(Collected data entries)
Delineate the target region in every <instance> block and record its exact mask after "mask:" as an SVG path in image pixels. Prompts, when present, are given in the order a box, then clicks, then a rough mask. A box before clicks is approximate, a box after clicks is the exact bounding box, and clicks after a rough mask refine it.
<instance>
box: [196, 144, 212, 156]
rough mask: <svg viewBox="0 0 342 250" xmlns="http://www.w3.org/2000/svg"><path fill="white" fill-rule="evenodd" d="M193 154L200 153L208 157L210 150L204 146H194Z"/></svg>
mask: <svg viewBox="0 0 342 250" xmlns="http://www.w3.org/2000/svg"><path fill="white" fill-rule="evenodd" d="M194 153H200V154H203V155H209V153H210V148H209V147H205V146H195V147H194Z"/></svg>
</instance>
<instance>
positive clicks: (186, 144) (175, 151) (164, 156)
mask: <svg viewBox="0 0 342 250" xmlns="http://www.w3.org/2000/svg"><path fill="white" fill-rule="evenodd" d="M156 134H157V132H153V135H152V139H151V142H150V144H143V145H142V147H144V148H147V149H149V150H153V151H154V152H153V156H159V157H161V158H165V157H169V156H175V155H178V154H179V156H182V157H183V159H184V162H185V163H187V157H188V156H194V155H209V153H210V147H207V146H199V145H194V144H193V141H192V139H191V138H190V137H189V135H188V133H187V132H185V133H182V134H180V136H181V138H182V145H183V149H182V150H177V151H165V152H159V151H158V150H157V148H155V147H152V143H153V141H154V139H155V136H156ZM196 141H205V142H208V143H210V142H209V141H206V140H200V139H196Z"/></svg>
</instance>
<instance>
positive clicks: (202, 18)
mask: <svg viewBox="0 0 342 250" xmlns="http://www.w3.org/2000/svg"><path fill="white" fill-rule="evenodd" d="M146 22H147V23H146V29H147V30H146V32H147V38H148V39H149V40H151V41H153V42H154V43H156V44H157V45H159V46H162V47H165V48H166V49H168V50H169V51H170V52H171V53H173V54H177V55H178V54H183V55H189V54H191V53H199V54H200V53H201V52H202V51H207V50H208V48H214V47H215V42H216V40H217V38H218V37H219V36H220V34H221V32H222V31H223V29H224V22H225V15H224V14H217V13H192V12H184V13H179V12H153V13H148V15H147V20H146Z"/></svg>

Requirement = Begin with the line that contains "rough mask: <svg" and print each line exactly until the data ends, including the last line.

Response below =
rough mask: <svg viewBox="0 0 342 250" xmlns="http://www.w3.org/2000/svg"><path fill="white" fill-rule="evenodd" d="M193 154L200 153L208 157L210 150L204 146H194Z"/></svg>
mask: <svg viewBox="0 0 342 250" xmlns="http://www.w3.org/2000/svg"><path fill="white" fill-rule="evenodd" d="M194 153H200V154H203V155H209V153H210V148H209V147H205V146H195V147H194Z"/></svg>
</instance>
<instance>
positive clicks: (186, 144) (175, 151) (164, 156)
mask: <svg viewBox="0 0 342 250" xmlns="http://www.w3.org/2000/svg"><path fill="white" fill-rule="evenodd" d="M156 134H157V132H153V135H152V139H151V142H150V144H143V145H142V147H144V148H147V149H149V150H153V151H154V152H153V156H159V157H161V158H165V157H169V156H175V155H178V154H179V156H182V157H183V159H184V162H185V163H187V157H188V156H194V155H209V153H210V147H207V146H199V145H194V144H193V141H192V139H191V138H190V137H189V135H188V133H187V132H185V133H182V134H180V136H181V138H182V145H183V149H182V150H177V151H165V152H159V151H158V150H157V148H155V147H152V143H153V141H154V139H155V136H156ZM196 141H205V142H208V143H210V142H209V141H206V140H200V139H196Z"/></svg>
</instance>
<instance>
positive clicks: (202, 18)
mask: <svg viewBox="0 0 342 250" xmlns="http://www.w3.org/2000/svg"><path fill="white" fill-rule="evenodd" d="M146 22H147V23H146V29H147V30H146V32H147V38H148V39H149V40H151V41H153V42H154V43H156V44H157V45H159V46H162V47H165V48H166V49H168V50H169V51H170V52H171V53H173V54H177V55H178V54H183V55H189V54H191V53H199V54H200V53H201V52H202V51H207V50H208V48H214V47H215V42H216V40H217V38H218V37H219V36H220V34H221V32H222V31H223V29H224V22H225V15H224V14H217V13H192V12H184V13H179V12H153V13H148V15H147V20H146Z"/></svg>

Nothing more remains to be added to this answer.